* Begin *
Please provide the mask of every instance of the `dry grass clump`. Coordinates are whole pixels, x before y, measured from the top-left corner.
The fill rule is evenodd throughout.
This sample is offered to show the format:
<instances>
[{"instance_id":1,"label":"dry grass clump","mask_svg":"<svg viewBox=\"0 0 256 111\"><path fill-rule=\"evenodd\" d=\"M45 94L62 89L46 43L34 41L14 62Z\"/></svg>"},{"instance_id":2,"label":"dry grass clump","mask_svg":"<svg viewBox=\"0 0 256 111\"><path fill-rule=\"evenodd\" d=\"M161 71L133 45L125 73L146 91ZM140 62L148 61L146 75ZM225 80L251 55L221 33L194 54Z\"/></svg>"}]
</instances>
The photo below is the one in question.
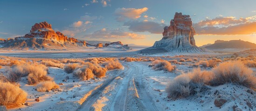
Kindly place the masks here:
<instances>
[{"instance_id":1,"label":"dry grass clump","mask_svg":"<svg viewBox=\"0 0 256 111\"><path fill-rule=\"evenodd\" d=\"M199 65L202 65L203 67L207 68L209 67L209 62L207 61L200 61L198 62Z\"/></svg>"},{"instance_id":2,"label":"dry grass clump","mask_svg":"<svg viewBox=\"0 0 256 111\"><path fill-rule=\"evenodd\" d=\"M166 91L173 99L184 98L206 90L204 82L208 82L212 75L210 72L196 68L193 72L180 74L166 86Z\"/></svg>"},{"instance_id":3,"label":"dry grass clump","mask_svg":"<svg viewBox=\"0 0 256 111\"><path fill-rule=\"evenodd\" d=\"M180 59L179 62L185 62L186 60L184 59Z\"/></svg>"},{"instance_id":4,"label":"dry grass clump","mask_svg":"<svg viewBox=\"0 0 256 111\"><path fill-rule=\"evenodd\" d=\"M41 81L51 80L53 79L47 75L48 68L42 64L33 64L14 65L11 68L8 79L12 82L20 80L28 76L29 84L36 84Z\"/></svg>"},{"instance_id":5,"label":"dry grass clump","mask_svg":"<svg viewBox=\"0 0 256 111\"><path fill-rule=\"evenodd\" d=\"M77 63L68 64L64 67L64 71L68 74L73 73L74 70L77 68L82 68L82 66Z\"/></svg>"},{"instance_id":6,"label":"dry grass clump","mask_svg":"<svg viewBox=\"0 0 256 111\"><path fill-rule=\"evenodd\" d=\"M56 63L55 62L53 62L52 61L42 61L41 62L41 63L44 64L46 66L55 67L57 67L61 68L64 68L64 66L65 66L65 64L63 63Z\"/></svg>"},{"instance_id":7,"label":"dry grass clump","mask_svg":"<svg viewBox=\"0 0 256 111\"><path fill-rule=\"evenodd\" d=\"M197 58L194 58L194 59L193 59L193 61L198 61L198 59L197 59Z\"/></svg>"},{"instance_id":8,"label":"dry grass clump","mask_svg":"<svg viewBox=\"0 0 256 111\"><path fill-rule=\"evenodd\" d=\"M152 68L155 70L164 70L166 71L171 72L176 68L175 66L173 66L171 63L165 60L155 60L150 64Z\"/></svg>"},{"instance_id":9,"label":"dry grass clump","mask_svg":"<svg viewBox=\"0 0 256 111\"><path fill-rule=\"evenodd\" d=\"M0 105L7 108L19 106L24 103L28 94L18 86L9 82L0 82Z\"/></svg>"},{"instance_id":10,"label":"dry grass clump","mask_svg":"<svg viewBox=\"0 0 256 111\"><path fill-rule=\"evenodd\" d=\"M169 61L169 62L177 64L178 63L178 61L177 61L177 60L172 60Z\"/></svg>"},{"instance_id":11,"label":"dry grass clump","mask_svg":"<svg viewBox=\"0 0 256 111\"><path fill-rule=\"evenodd\" d=\"M73 74L75 76L83 80L93 78L94 76L92 71L90 68L77 68L74 71Z\"/></svg>"},{"instance_id":12,"label":"dry grass clump","mask_svg":"<svg viewBox=\"0 0 256 111\"><path fill-rule=\"evenodd\" d=\"M235 83L256 90L255 74L241 62L222 63L212 70L214 74L213 79L210 81L212 86Z\"/></svg>"},{"instance_id":13,"label":"dry grass clump","mask_svg":"<svg viewBox=\"0 0 256 111\"><path fill-rule=\"evenodd\" d=\"M186 60L186 62L192 62L192 60L191 59L187 59Z\"/></svg>"},{"instance_id":14,"label":"dry grass clump","mask_svg":"<svg viewBox=\"0 0 256 111\"><path fill-rule=\"evenodd\" d=\"M102 78L106 75L107 69L104 68L97 67L91 63L88 63L85 64L85 67L92 71L93 74L97 77Z\"/></svg>"},{"instance_id":15,"label":"dry grass clump","mask_svg":"<svg viewBox=\"0 0 256 111\"><path fill-rule=\"evenodd\" d=\"M112 70L115 69L121 69L123 68L122 64L121 64L118 60L110 60L104 62L103 65L108 70Z\"/></svg>"},{"instance_id":16,"label":"dry grass clump","mask_svg":"<svg viewBox=\"0 0 256 111\"><path fill-rule=\"evenodd\" d=\"M37 84L36 88L38 92L46 92L53 89L59 88L60 86L54 81L46 81Z\"/></svg>"}]
</instances>

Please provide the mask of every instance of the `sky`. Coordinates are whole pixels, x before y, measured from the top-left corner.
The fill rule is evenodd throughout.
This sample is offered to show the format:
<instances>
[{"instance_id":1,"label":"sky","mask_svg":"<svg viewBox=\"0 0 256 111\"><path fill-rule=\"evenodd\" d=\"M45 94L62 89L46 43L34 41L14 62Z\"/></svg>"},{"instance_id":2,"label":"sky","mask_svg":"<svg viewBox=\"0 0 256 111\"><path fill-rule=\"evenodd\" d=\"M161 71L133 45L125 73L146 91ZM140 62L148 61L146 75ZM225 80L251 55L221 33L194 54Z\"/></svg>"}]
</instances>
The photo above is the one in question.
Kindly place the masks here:
<instances>
[{"instance_id":1,"label":"sky","mask_svg":"<svg viewBox=\"0 0 256 111\"><path fill-rule=\"evenodd\" d=\"M255 0L0 0L0 38L29 32L36 23L81 40L152 46L176 12L189 15L198 46L215 40L256 43Z\"/></svg>"}]
</instances>

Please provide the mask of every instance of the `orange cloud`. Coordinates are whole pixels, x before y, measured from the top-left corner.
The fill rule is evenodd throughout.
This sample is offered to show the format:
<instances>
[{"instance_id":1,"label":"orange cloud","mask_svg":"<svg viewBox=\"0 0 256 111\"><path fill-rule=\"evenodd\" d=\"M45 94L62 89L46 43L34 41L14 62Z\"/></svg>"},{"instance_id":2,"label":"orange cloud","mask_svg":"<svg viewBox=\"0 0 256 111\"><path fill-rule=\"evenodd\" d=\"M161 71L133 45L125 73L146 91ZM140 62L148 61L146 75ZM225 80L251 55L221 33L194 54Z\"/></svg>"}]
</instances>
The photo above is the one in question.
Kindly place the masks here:
<instances>
[{"instance_id":1,"label":"orange cloud","mask_svg":"<svg viewBox=\"0 0 256 111\"><path fill-rule=\"evenodd\" d=\"M249 35L256 32L256 17L218 17L194 24L197 35Z\"/></svg>"},{"instance_id":2,"label":"orange cloud","mask_svg":"<svg viewBox=\"0 0 256 111\"><path fill-rule=\"evenodd\" d=\"M141 14L148 10L148 8L147 7L138 9L118 8L116 10L115 13L118 16L117 18L118 20L123 20L126 18L135 19L140 18Z\"/></svg>"},{"instance_id":3,"label":"orange cloud","mask_svg":"<svg viewBox=\"0 0 256 111\"><path fill-rule=\"evenodd\" d=\"M83 22L81 21L78 21L76 22L74 22L73 23L72 25L74 27L79 27L83 25Z\"/></svg>"},{"instance_id":4,"label":"orange cloud","mask_svg":"<svg viewBox=\"0 0 256 111\"><path fill-rule=\"evenodd\" d=\"M141 39L145 38L146 36L129 32L123 32L120 29L109 30L103 28L91 34L86 35L85 37L102 38L129 37L131 39Z\"/></svg>"}]
</instances>

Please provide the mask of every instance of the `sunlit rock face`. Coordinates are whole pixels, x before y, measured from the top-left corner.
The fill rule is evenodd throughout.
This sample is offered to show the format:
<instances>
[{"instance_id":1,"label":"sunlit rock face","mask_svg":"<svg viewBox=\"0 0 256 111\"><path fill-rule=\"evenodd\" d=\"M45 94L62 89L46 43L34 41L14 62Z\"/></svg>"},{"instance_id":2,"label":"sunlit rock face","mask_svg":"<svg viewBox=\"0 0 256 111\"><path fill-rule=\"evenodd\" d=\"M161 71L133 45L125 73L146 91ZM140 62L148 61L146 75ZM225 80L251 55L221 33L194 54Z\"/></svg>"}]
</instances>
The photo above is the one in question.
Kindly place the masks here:
<instances>
[{"instance_id":1,"label":"sunlit rock face","mask_svg":"<svg viewBox=\"0 0 256 111\"><path fill-rule=\"evenodd\" d=\"M54 40L63 43L69 42L74 43L81 43L86 45L85 41L79 41L73 37L68 37L61 32L56 31L52 29L51 25L46 22L35 23L31 28L30 33L26 34L24 38L39 37Z\"/></svg>"},{"instance_id":2,"label":"sunlit rock face","mask_svg":"<svg viewBox=\"0 0 256 111\"><path fill-rule=\"evenodd\" d=\"M189 15L176 12L169 26L164 28L163 37L156 41L152 48L163 48L177 52L204 52L195 45L195 34Z\"/></svg>"}]
</instances>

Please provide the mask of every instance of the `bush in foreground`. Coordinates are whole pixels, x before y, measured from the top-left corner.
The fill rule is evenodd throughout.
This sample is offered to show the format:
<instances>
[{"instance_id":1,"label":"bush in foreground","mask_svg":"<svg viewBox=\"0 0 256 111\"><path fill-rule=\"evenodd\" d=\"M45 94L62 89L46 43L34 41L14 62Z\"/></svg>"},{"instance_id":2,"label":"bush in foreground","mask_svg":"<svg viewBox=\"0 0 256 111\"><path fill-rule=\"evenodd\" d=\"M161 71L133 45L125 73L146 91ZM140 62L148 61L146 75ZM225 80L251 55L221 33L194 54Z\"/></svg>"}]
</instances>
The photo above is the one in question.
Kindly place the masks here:
<instances>
[{"instance_id":1,"label":"bush in foreground","mask_svg":"<svg viewBox=\"0 0 256 111\"><path fill-rule=\"evenodd\" d=\"M201 71L199 68L194 69L192 72L175 77L166 86L166 91L173 99L196 94L207 90L204 82L209 81L210 75L212 74L210 72Z\"/></svg>"},{"instance_id":2,"label":"bush in foreground","mask_svg":"<svg viewBox=\"0 0 256 111\"><path fill-rule=\"evenodd\" d=\"M38 92L46 92L53 89L59 88L60 86L54 81L46 81L37 84L36 87Z\"/></svg>"},{"instance_id":3,"label":"bush in foreground","mask_svg":"<svg viewBox=\"0 0 256 111\"><path fill-rule=\"evenodd\" d=\"M166 86L172 98L186 98L207 90L206 85L217 86L227 83L239 84L256 90L256 76L241 61L219 64L210 71L194 69L192 72L175 77Z\"/></svg>"},{"instance_id":4,"label":"bush in foreground","mask_svg":"<svg viewBox=\"0 0 256 111\"><path fill-rule=\"evenodd\" d=\"M36 84L41 81L51 80L47 75L48 68L42 64L15 65L10 70L8 79L12 82L18 81L21 78L28 76L29 84Z\"/></svg>"},{"instance_id":5,"label":"bush in foreground","mask_svg":"<svg viewBox=\"0 0 256 111\"><path fill-rule=\"evenodd\" d=\"M238 84L256 89L256 76L253 71L241 61L224 62L213 68L214 78L210 81L213 86L226 83Z\"/></svg>"},{"instance_id":6,"label":"bush in foreground","mask_svg":"<svg viewBox=\"0 0 256 111\"><path fill-rule=\"evenodd\" d=\"M73 73L74 70L77 68L81 68L82 67L80 65L77 63L67 64L64 67L64 71L66 73L69 74Z\"/></svg>"},{"instance_id":7,"label":"bush in foreground","mask_svg":"<svg viewBox=\"0 0 256 111\"><path fill-rule=\"evenodd\" d=\"M8 108L18 106L25 102L28 94L19 86L9 82L0 82L0 105Z\"/></svg>"},{"instance_id":8,"label":"bush in foreground","mask_svg":"<svg viewBox=\"0 0 256 111\"><path fill-rule=\"evenodd\" d=\"M85 80L93 78L94 74L90 68L79 68L76 69L73 75L80 79Z\"/></svg>"},{"instance_id":9,"label":"bush in foreground","mask_svg":"<svg viewBox=\"0 0 256 111\"><path fill-rule=\"evenodd\" d=\"M171 63L165 60L155 60L152 62L150 65L152 68L155 70L164 70L166 71L171 72L176 68L175 66L173 66Z\"/></svg>"},{"instance_id":10,"label":"bush in foreground","mask_svg":"<svg viewBox=\"0 0 256 111\"><path fill-rule=\"evenodd\" d=\"M110 60L110 61L104 62L103 64L103 65L105 66L105 68L108 70L121 69L123 68L122 64L119 62L118 60L116 60L115 61Z\"/></svg>"}]
</instances>

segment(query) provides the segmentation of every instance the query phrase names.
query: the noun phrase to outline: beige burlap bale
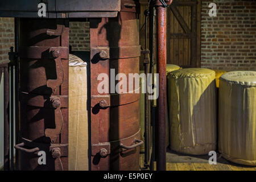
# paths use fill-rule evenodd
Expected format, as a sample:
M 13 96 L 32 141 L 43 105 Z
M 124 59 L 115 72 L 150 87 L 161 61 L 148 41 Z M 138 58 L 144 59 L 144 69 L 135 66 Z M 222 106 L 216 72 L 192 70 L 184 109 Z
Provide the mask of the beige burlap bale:
M 215 72 L 183 69 L 168 76 L 170 148 L 179 152 L 204 155 L 216 147 Z
M 69 55 L 68 169 L 88 170 L 86 64 Z
M 256 72 L 220 78 L 218 150 L 234 163 L 256 166 Z

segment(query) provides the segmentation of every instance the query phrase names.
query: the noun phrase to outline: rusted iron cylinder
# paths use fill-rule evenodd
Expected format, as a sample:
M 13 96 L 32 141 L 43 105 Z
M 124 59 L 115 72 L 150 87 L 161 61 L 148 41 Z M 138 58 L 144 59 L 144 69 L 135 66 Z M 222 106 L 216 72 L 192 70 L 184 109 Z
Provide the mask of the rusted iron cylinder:
M 157 100 L 157 169 L 166 170 L 166 9 L 156 6 L 158 38 L 158 72 L 159 97 Z
M 8 65 L 3 67 L 4 88 L 4 170 L 10 170 L 10 121 L 9 121 L 9 71 Z M 1 81 L 1 80 L 0 80 Z
M 92 170 L 139 169 L 140 94 L 97 90 L 100 73 L 113 79 L 110 69 L 114 69 L 114 79 L 118 73 L 127 79 L 129 73 L 139 73 L 139 6 L 137 1 L 121 1 L 117 18 L 90 19 Z M 106 53 L 104 58 L 98 56 L 102 51 Z M 109 92 L 117 82 L 110 84 Z M 136 89 L 139 87 L 134 86 Z
M 20 21 L 20 169 L 67 170 L 68 22 Z M 40 151 L 46 164 L 39 164 Z

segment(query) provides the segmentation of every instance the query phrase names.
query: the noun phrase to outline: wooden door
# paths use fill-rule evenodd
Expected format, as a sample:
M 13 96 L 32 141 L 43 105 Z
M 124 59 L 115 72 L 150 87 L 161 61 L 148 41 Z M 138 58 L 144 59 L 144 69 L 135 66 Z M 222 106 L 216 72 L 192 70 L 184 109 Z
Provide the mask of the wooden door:
M 167 64 L 200 66 L 201 1 L 174 0 L 167 9 Z

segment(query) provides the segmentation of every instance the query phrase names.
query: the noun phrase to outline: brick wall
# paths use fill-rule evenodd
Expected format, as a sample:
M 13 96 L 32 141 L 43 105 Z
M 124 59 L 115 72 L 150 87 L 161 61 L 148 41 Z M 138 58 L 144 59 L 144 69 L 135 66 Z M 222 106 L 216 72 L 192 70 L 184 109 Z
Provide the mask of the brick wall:
M 69 45 L 72 51 L 90 51 L 89 22 L 69 22 Z
M 256 1 L 202 0 L 201 23 L 201 67 L 256 71 Z
M 0 18 L 0 62 L 9 61 L 10 47 L 14 47 L 14 18 Z

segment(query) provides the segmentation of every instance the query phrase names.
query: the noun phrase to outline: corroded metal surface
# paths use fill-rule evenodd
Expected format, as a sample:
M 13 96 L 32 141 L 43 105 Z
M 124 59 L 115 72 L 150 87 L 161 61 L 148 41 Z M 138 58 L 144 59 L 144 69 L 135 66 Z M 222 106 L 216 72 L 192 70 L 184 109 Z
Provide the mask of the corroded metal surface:
M 20 169 L 68 170 L 68 22 L 22 19 L 20 32 Z
M 0 1 L 1 17 L 39 18 L 38 4 L 46 5 L 46 18 L 116 17 L 121 0 L 13 0 Z M 40 6 L 39 6 L 40 7 Z
M 139 5 L 122 1 L 117 18 L 90 20 L 92 170 L 139 169 L 139 94 L 97 90 L 101 81 L 98 76 L 104 73 L 110 78 L 110 69 L 127 78 L 129 73 L 139 73 Z M 109 93 L 117 83 L 109 85 Z M 137 89 L 139 87 L 134 85 Z
M 170 5 L 172 1 L 164 1 Z M 161 1 L 156 1 L 157 19 L 158 73 L 159 97 L 157 100 L 157 169 L 166 169 L 166 9 Z

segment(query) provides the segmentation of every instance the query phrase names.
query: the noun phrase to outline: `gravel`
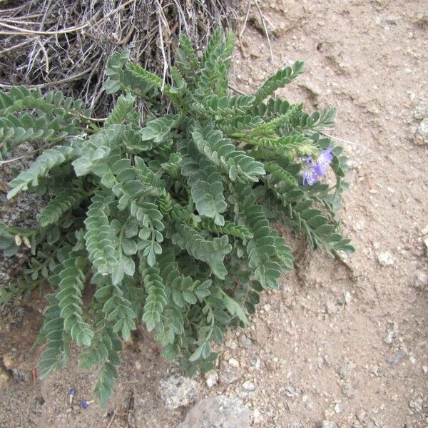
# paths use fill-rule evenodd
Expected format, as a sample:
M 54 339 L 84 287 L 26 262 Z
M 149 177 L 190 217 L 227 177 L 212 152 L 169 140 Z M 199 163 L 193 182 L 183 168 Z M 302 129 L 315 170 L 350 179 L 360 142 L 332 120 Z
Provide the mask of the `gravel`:
M 173 374 L 160 382 L 159 394 L 170 409 L 188 406 L 199 397 L 199 385 L 193 379 Z
M 324 420 L 322 421 L 321 427 L 322 428 L 336 428 L 337 425 L 332 421 Z
M 407 356 L 407 354 L 404 350 L 397 350 L 393 354 L 387 356 L 387 362 L 390 366 L 395 366 Z
M 177 428 L 250 428 L 250 411 L 235 397 L 218 395 L 197 403 Z

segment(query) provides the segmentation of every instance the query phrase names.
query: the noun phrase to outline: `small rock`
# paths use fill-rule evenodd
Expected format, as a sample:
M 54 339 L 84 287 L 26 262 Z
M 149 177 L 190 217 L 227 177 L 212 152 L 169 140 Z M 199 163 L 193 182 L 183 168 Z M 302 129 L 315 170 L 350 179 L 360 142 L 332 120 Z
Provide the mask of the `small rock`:
M 239 368 L 239 361 L 238 361 L 238 360 L 235 358 L 230 358 L 228 362 L 231 367 L 235 369 Z
M 424 402 L 424 399 L 422 397 L 416 397 L 413 399 L 411 399 L 409 402 L 409 407 L 412 409 L 412 412 L 414 413 L 419 413 L 422 410 L 422 403 Z
M 367 414 L 365 410 L 360 410 L 355 416 L 360 422 L 365 422 L 367 419 Z
M 428 14 L 424 12 L 418 12 L 416 15 L 416 24 L 420 26 L 425 26 L 428 24 Z
M 376 377 L 380 377 L 382 374 L 382 367 L 379 365 L 373 366 L 372 373 L 373 373 Z
M 250 410 L 240 399 L 218 395 L 197 403 L 177 428 L 250 428 Z
M 350 292 L 345 291 L 343 294 L 343 297 L 345 298 L 345 302 L 347 305 L 349 305 L 351 302 L 351 300 L 352 300 L 352 295 L 350 293 Z
M 416 271 L 416 280 L 421 285 L 428 285 L 428 274 L 426 272 L 423 272 L 422 270 Z
M 343 406 L 340 403 L 336 403 L 333 407 L 333 410 L 335 413 L 339 414 L 343 412 Z
M 382 251 L 377 255 L 377 260 L 382 266 L 394 265 L 395 259 L 389 251 Z
M 329 315 L 334 315 L 335 314 L 337 313 L 339 308 L 337 307 L 337 305 L 332 302 L 327 302 L 325 304 L 325 310 Z
M 388 322 L 387 331 L 384 337 L 384 342 L 390 345 L 397 338 L 398 333 L 398 324 L 397 322 Z
M 218 373 L 210 372 L 205 374 L 205 383 L 208 388 L 212 388 L 218 382 Z
M 415 144 L 428 144 L 428 118 L 423 119 L 414 134 Z
M 187 406 L 199 396 L 199 385 L 188 377 L 173 374 L 160 381 L 159 394 L 165 405 L 171 410 Z
M 250 358 L 250 364 L 256 370 L 260 370 L 262 367 L 262 362 L 257 355 L 253 355 Z
M 243 384 L 242 387 L 243 389 L 244 389 L 245 391 L 248 391 L 248 392 L 255 391 L 255 385 L 250 380 L 246 380 Z
M 403 350 L 397 350 L 387 357 L 387 362 L 391 366 L 397 365 L 400 361 L 404 360 L 407 356 L 406 352 Z
M 352 362 L 345 362 L 339 369 L 339 377 L 343 380 L 347 380 L 351 377 L 354 365 Z
M 251 339 L 249 339 L 248 337 L 247 337 L 247 336 L 245 336 L 245 335 L 241 335 L 240 338 L 239 338 L 239 343 L 240 345 L 245 348 L 245 349 L 248 349 L 249 347 L 251 347 L 251 345 L 253 345 L 253 342 L 251 341 Z
M 428 103 L 425 101 L 419 103 L 413 111 L 413 117 L 418 121 L 428 118 Z
M 255 424 L 261 424 L 263 422 L 263 415 L 258 409 L 255 409 L 253 412 L 253 422 Z
M 236 369 L 229 365 L 225 361 L 221 362 L 219 374 L 220 384 L 223 385 L 230 385 L 237 381 L 240 377 L 240 374 Z
M 355 395 L 355 390 L 350 382 L 346 382 L 343 384 L 342 392 L 347 398 L 352 398 Z
M 233 340 L 226 340 L 225 342 L 225 345 L 226 347 L 231 349 L 232 350 L 235 350 L 238 349 L 238 345 Z
M 301 392 L 300 388 L 291 384 L 288 384 L 284 388 L 284 394 L 290 398 L 295 398 L 300 394 Z

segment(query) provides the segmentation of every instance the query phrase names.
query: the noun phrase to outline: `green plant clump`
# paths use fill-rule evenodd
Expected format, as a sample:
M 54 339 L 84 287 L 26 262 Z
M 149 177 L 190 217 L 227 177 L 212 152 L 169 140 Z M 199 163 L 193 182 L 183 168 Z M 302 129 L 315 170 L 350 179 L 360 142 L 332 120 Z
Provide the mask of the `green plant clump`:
* End *
Rewrite the material from its beginning through the line containing "The photo below is the one in question.", substituting "withered grass clump" for every occurrence of "dry grass clump" and leaving all else unchanged.

Please provide the mask of every instance of the `withered grass clump`. Coordinates are whole pixels, x before y, measured from the top-left corner.
The fill rule is evenodd throughout.
This sample is offered to show the format:
<instances>
[{"instance_id":1,"label":"withered grass clump","mask_svg":"<svg viewBox=\"0 0 256 111\"><path fill-rule=\"evenodd\" d=\"M45 94L62 89L46 43L34 41L14 62Z\"/></svg>"},{"instance_id":2,"label":"withered grass clump","mask_svg":"<svg viewBox=\"0 0 256 111\"><path fill-rule=\"evenodd\" d=\"M161 71L133 45L125 73L146 91ZM140 62L148 61L146 75ZM225 80L251 55L221 33L194 54Z\"/></svg>"}]
</instances>
The photo below is the one in question.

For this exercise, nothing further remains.